- _Rows_:
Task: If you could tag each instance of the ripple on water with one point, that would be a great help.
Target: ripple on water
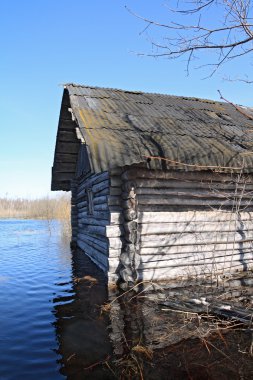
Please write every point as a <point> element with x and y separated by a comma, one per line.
<point>35,269</point>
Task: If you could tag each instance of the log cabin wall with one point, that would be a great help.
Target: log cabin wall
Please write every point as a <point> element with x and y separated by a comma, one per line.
<point>97,220</point>
<point>191,223</point>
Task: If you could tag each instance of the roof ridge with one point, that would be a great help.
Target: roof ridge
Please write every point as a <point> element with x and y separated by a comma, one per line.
<point>194,98</point>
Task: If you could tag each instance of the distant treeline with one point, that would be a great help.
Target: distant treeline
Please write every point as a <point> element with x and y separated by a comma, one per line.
<point>42,208</point>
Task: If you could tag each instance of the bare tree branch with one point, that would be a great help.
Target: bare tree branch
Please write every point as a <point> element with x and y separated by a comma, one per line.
<point>230,38</point>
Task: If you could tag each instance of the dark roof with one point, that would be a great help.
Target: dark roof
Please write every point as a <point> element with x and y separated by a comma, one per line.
<point>125,127</point>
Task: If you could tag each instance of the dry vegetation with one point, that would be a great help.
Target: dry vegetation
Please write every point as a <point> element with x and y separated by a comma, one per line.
<point>42,208</point>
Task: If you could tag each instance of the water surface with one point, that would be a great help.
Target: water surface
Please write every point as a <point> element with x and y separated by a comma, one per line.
<point>35,269</point>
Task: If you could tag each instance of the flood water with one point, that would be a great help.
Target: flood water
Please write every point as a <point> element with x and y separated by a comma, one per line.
<point>58,320</point>
<point>35,271</point>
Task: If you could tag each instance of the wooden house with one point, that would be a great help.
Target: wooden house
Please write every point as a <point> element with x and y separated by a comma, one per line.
<point>161,185</point>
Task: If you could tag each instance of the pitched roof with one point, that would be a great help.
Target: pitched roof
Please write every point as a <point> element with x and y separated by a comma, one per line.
<point>125,127</point>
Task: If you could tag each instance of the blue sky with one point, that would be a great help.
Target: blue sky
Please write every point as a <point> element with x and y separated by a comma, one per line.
<point>46,43</point>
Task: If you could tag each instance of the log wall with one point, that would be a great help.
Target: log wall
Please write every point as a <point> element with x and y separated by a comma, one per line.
<point>191,223</point>
<point>97,218</point>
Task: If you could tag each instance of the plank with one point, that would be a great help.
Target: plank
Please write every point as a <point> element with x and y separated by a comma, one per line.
<point>191,216</point>
<point>194,227</point>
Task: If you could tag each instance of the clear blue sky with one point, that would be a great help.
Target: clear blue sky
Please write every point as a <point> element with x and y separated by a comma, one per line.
<point>45,43</point>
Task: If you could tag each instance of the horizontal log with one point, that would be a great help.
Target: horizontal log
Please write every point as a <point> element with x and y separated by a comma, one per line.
<point>93,243</point>
<point>193,193</point>
<point>192,216</point>
<point>89,220</point>
<point>100,260</point>
<point>146,185</point>
<point>92,181</point>
<point>133,173</point>
<point>96,215</point>
<point>114,253</point>
<point>66,157</point>
<point>159,274</point>
<point>195,255</point>
<point>81,204</point>
<point>70,147</point>
<point>192,239</point>
<point>198,260</point>
<point>67,136</point>
<point>193,249</point>
<point>101,207</point>
<point>194,227</point>
<point>100,241</point>
<point>62,176</point>
<point>115,243</point>
<point>115,181</point>
<point>65,166</point>
<point>108,231</point>
<point>193,208</point>
<point>116,172</point>
<point>179,201</point>
<point>101,186</point>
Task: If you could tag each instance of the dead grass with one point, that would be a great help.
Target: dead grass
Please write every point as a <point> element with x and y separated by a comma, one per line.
<point>42,208</point>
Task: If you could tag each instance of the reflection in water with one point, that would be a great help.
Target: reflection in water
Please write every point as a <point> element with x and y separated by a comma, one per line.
<point>82,330</point>
<point>134,336</point>
<point>59,320</point>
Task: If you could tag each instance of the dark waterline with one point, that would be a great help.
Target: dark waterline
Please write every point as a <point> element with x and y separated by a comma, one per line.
<point>35,270</point>
<point>54,323</point>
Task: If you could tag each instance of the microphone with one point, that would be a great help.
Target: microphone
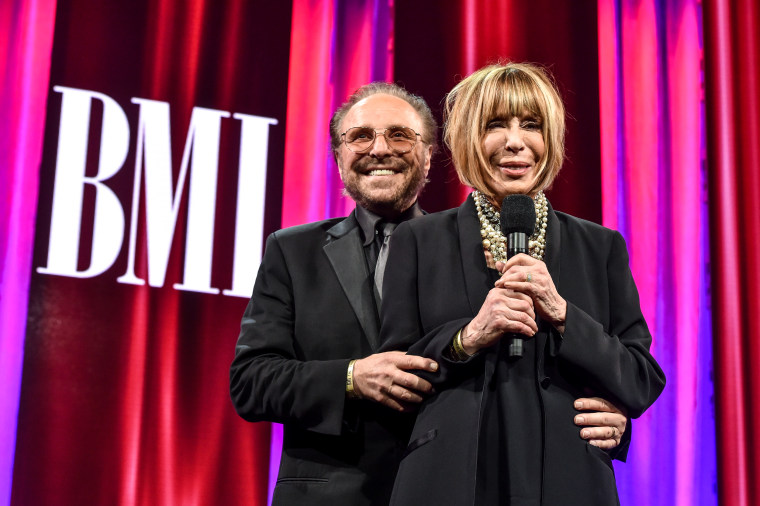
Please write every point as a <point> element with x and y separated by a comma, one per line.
<point>518,218</point>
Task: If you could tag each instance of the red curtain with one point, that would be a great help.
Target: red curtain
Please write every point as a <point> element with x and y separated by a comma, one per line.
<point>733,127</point>
<point>125,392</point>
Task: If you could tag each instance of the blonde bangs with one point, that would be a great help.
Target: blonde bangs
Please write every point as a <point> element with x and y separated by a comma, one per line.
<point>502,91</point>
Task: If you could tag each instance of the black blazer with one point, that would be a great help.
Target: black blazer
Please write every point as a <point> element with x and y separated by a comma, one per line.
<point>438,276</point>
<point>313,310</point>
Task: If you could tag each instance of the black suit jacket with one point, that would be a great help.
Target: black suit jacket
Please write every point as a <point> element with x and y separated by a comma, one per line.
<point>313,310</point>
<point>439,279</point>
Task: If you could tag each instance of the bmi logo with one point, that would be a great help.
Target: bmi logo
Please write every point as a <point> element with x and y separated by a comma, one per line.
<point>153,174</point>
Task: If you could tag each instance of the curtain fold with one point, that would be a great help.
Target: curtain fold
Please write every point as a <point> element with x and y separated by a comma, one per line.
<point>27,29</point>
<point>733,112</point>
<point>651,102</point>
<point>336,46</point>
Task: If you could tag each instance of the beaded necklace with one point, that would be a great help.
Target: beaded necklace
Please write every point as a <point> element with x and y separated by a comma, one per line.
<point>490,227</point>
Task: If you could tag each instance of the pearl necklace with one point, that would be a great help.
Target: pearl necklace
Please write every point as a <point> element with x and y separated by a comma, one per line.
<point>490,227</point>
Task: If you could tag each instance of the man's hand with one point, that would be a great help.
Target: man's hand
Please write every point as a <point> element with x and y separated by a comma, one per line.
<point>603,423</point>
<point>383,378</point>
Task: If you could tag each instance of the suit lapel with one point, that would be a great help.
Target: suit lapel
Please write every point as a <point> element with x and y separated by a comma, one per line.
<point>346,255</point>
<point>552,260</point>
<point>477,278</point>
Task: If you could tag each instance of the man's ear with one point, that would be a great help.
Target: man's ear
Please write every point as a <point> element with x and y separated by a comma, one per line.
<point>428,159</point>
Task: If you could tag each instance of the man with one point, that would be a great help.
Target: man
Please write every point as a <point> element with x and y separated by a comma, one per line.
<point>306,352</point>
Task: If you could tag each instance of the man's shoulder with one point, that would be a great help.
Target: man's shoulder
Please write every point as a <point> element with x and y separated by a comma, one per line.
<point>434,219</point>
<point>307,231</point>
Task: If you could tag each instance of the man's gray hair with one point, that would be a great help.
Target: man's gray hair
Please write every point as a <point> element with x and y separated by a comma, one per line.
<point>429,125</point>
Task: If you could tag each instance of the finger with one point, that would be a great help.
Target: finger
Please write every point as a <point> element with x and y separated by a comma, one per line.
<point>600,418</point>
<point>410,362</point>
<point>413,382</point>
<point>521,259</point>
<point>595,404</point>
<point>600,434</point>
<point>403,395</point>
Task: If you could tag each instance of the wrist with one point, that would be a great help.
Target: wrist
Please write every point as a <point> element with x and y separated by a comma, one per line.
<point>468,342</point>
<point>351,392</point>
<point>458,351</point>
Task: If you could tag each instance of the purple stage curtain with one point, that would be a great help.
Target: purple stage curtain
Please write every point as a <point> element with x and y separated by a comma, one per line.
<point>733,133</point>
<point>25,44</point>
<point>653,177</point>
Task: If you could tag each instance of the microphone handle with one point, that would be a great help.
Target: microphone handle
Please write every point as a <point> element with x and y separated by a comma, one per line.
<point>517,242</point>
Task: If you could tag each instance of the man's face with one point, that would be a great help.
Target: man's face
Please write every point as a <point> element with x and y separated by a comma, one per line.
<point>378,179</point>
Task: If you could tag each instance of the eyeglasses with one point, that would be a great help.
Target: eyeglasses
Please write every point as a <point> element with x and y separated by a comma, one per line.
<point>400,139</point>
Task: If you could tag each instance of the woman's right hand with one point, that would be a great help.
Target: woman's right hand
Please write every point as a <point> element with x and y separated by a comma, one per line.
<point>504,311</point>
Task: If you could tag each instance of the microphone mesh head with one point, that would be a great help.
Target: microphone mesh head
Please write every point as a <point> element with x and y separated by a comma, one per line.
<point>518,214</point>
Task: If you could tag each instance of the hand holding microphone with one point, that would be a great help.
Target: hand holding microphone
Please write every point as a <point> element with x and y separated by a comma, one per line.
<point>518,219</point>
<point>523,273</point>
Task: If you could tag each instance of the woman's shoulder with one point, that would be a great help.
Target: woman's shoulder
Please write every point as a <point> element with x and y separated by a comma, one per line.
<point>574,224</point>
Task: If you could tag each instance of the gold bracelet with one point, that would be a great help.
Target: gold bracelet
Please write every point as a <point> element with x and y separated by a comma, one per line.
<point>457,348</point>
<point>350,392</point>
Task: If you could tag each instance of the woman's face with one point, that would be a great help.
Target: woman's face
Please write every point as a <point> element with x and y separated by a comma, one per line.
<point>513,148</point>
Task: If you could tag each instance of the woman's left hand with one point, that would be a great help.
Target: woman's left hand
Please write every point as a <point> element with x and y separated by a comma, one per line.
<point>525,274</point>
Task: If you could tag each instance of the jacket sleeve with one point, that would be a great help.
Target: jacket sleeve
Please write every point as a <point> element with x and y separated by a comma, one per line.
<point>616,360</point>
<point>402,327</point>
<point>268,379</point>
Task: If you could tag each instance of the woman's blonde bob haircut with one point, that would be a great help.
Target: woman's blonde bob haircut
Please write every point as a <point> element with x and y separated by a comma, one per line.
<point>503,91</point>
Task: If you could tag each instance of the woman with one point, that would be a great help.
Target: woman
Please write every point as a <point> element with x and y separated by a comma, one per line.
<point>500,429</point>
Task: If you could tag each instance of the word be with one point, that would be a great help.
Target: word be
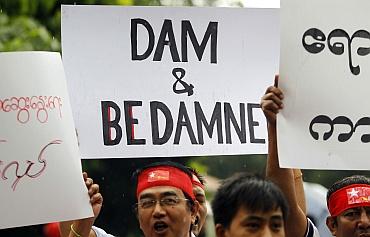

- _Brief_: Put everything from the line containing "Task: If you could tag each instance of the woman's blonde" down to the last of the lines above into a numbered list, skipping any blank lines. Leave the pictures out.

- _Correct output_:
1. Task: If you could tag each instance of the woman's blonde bob haircut with one point, that would be a great help.
2. Target: woman's blonde bob haircut
3. Please write every point as a <point> element with x and y separated by a comma, one per line.
4. <point>503,91</point>
5. Task: If you could tag each instance of the woman with one point, that would be a great help.
6. Target: woman
7. Please write every point as a <point> element with x and y separated by a comma, one per line.
8. <point>500,429</point>
9. Task: If you could tag each instance of the word be with one point, that would be a great help.
10. Target: word be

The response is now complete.